----- Document text -----

Analytics Metrics Explained
- Predictors (lift): Clusters that strongly predict membership in this cluster. Higher lift = stronger prediction.
- Discriminators (Cohen's d): Clusters that distinguish members from non-members. Higher Cohen's d = stronger differentiation.
- Co-occurring (prevalence): Clusters that frequently appear together with this cluster. Higher prevalence = more common co-occurrence.
- Segments (Cohen's d): Pre-defined segments strongly associated with this cluster.
- Exemplars (distance): Representative individuals who typify this cluster. Lower distance = more representative.
Usage Examples
Example 1: Get basic demographics cluster
{
"cluster_id": "cluster_gender",
"cluster_name": "gender",
"domain": "demographic"
}Example 2: Deep dive into golf affinity
{
"cluster_id": "cluster_golf_affinity",
"cluster_name": "golf_affinity",
"domain": "affinity",
"analytics_depth": 50
}Example 3: Household income analysis
{
"cluster_id": "cluster_income",
"cluster_name": "household_income_range",
"domain": "financial",
"analytics_depth": 25
}Example 4: Pet ownership cluster
{
"cluster_id": "cluster_dog_owner",
"cluster_name": "is_dog_owner",
"domain": "lifestyle",
"analytics_depth": 15
}find_persons
Find persons using cluster criteria and/or location filters. Supports boolean expressions (AND/OR/NOT), geospatial radius search, optional identifier enrichment, and export.
submit_feedback
Submit structured feedback on data quality, tool behavior, or results. Feedback is associated with a workflow session and optionally linked to specific tool executions.

----- Data lines -----

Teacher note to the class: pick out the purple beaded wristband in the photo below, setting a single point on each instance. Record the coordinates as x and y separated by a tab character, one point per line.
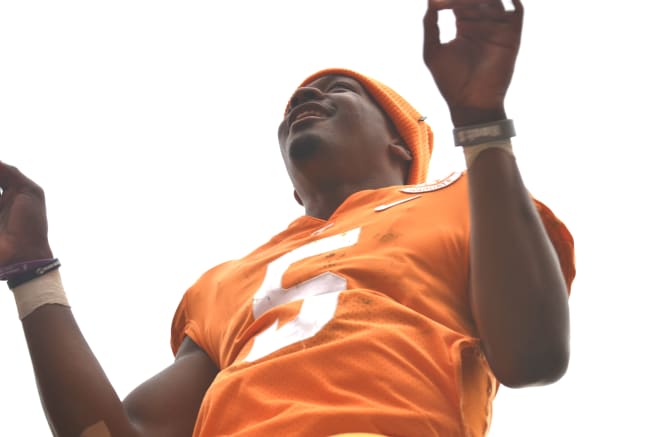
24	271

-----

### [Short exercise A]
According to the analytics documentation, what does a lower distance indicate for Exemplars?
### [Short exercise B]
From the analytics documentation, extract the passage starting with "submit_feedback" and going on through "specific tool executions.", copied word for word.

### [Task output A]
A lower distance means the individual is more representative of the cluster.

### [Task output B]
submit_feedback
Submit structured feedback on data quality, tool behavior, or results. Feedback is associated with a workflow session and optionally linked to specific tool executions.